WHAT YOU WILL DO:
Starting at the first entry, print everything through the last exactly.

SUPPLIED MATERIAL:
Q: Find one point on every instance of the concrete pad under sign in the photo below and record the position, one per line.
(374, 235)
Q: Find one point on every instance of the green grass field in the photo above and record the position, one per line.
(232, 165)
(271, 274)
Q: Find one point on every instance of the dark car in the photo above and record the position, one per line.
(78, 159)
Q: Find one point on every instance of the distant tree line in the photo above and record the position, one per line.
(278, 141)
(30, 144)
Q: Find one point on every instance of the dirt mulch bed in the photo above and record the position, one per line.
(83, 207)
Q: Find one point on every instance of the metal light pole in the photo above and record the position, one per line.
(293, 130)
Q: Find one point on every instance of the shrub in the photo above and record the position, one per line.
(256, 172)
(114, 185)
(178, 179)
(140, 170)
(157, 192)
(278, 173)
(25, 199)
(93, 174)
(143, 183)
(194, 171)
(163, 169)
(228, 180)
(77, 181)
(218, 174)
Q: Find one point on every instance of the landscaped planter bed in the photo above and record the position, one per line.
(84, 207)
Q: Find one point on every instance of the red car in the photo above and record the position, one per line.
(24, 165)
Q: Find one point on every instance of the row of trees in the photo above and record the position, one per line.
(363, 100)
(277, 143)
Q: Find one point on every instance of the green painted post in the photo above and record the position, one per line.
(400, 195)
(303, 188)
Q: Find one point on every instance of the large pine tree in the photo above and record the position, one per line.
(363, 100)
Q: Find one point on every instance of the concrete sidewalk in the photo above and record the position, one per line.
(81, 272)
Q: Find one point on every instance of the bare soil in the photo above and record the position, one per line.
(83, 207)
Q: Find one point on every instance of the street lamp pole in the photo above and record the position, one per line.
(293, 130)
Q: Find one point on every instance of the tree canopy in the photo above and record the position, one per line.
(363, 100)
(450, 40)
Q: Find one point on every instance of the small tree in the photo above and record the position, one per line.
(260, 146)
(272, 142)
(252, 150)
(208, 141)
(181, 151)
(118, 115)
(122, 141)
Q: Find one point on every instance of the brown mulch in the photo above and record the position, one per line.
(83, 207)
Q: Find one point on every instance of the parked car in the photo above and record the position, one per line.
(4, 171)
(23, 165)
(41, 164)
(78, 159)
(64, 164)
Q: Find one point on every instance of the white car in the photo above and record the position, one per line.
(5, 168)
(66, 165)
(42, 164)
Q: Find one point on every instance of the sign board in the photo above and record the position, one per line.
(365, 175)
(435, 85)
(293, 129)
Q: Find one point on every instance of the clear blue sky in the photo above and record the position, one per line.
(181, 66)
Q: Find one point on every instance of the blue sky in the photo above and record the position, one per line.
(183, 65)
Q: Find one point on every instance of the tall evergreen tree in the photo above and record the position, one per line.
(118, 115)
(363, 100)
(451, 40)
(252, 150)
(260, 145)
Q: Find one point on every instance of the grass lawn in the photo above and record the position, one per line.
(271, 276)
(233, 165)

EXERCISE SOLUTION:
Q: Find one point on every instance of the concrete pad under sign in the photo below and record the position, one per line.
(374, 235)
Q: Find one point on every instance of the green grass field in the photo above and record the position, one per line.
(232, 165)
(271, 274)
Q: Find one point on every instance of the dark car in the photo above and record the position, one per line.
(78, 159)
Q: Find one point on every instance of the distant tree line in the photo above and record the position, one per line.
(278, 141)
(30, 144)
Q: Find one point on every instance of the dirt mulch bed in the photo above and record the position, one per line.
(83, 207)
Q: Find one point on every instance of the metal light pole in the photo above and record the position, one per line.
(293, 130)
Q: Find one point on every instance of the shrub in the photo above and record the position, one per line.
(256, 172)
(114, 185)
(178, 179)
(140, 170)
(157, 192)
(278, 173)
(25, 199)
(93, 174)
(143, 183)
(194, 171)
(163, 169)
(228, 180)
(77, 181)
(218, 174)
Q: Find one point on every instance of the landscaped planter bed in the photo above and record the position, one per line.
(84, 207)
Q: Find one point on every instance of the red car in the photo above and record the position, one per line.
(24, 165)
Q: Find one point on every instance of the row of trees in the photo above and record the position, one per line.
(363, 100)
(277, 143)
Q: Find one point on every instance of the green painted post in the photo above and record the position, one per line.
(400, 195)
(303, 188)
Q: Find one point on every instance of the large pine tree in the photo above and record the position, one per line.
(363, 100)
Q: Find one point on every instance of the concrete sidewalk in the photo above and record the position, one per line.
(81, 272)
Q: Find one point on every instance of the bare soil in the photo above and record the position, one per line.
(83, 207)
Q: Find one point on every instance of the street lamp pole in the photo above and record the position, one per line.
(293, 130)
Q: Find one point on every instance of the tree canopy in the photo above and record the position, one per line.
(363, 100)
(450, 40)
Q: Find one point on every instance of the small tree in the photo above and record the position, one per line.
(260, 146)
(272, 142)
(252, 150)
(208, 141)
(181, 151)
(118, 115)
(122, 141)
Q: Find one point on every instance of the brown mulch in the photo above and record the position, one per line.
(83, 207)
Q: Find one point on every instance of the parked car in the photo above and record the position, one per line.
(4, 171)
(23, 165)
(41, 164)
(78, 159)
(64, 164)
Q: Find one point on every instance of the white car in the photo above and record the position, one per line.
(5, 168)
(66, 165)
(42, 164)
Q: Find one point on every instance of the sign board in the photo above and record the position, one per line.
(365, 175)
(435, 85)
(293, 129)
Q: Find one point on every instance of the clear blue sky in the photo above and record the position, one per line.
(181, 66)
Q: Find one point on every instance of the blue sky in the photo above and record the position, one per line.
(183, 65)
Q: Find one point on every instance of the tall evergreen tree in the photo above and record the position, one per line.
(118, 115)
(363, 100)
(451, 40)
(252, 150)
(260, 145)
Q: Find one point on every instance of the grass lawn in the photo above and record the position, one per line.
(271, 276)
(233, 165)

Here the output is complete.